### Problem:
With the pictures left out, output the records below exactly.

(Raw data Opens)

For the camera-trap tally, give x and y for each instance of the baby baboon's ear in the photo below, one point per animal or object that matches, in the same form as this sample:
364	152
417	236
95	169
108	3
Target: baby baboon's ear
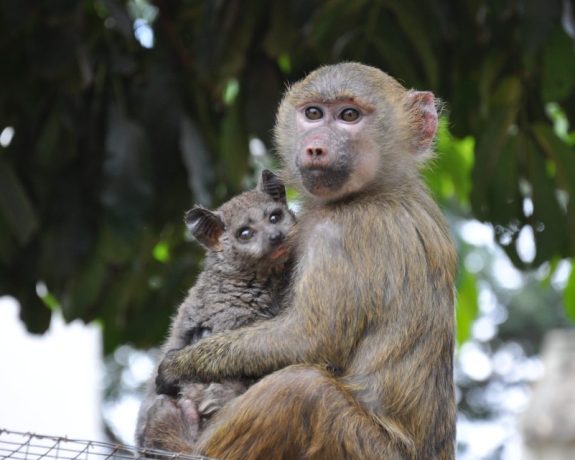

(Raw data Closes)

### Solution to the exercise:
For the camera-trap tally, give x and y for each instance of the baby baboon's ear in the photo below, one point per animal or object that matches, in the same form as this sample:
364	152
417	236
95	169
108	3
Target: baby baboon's ear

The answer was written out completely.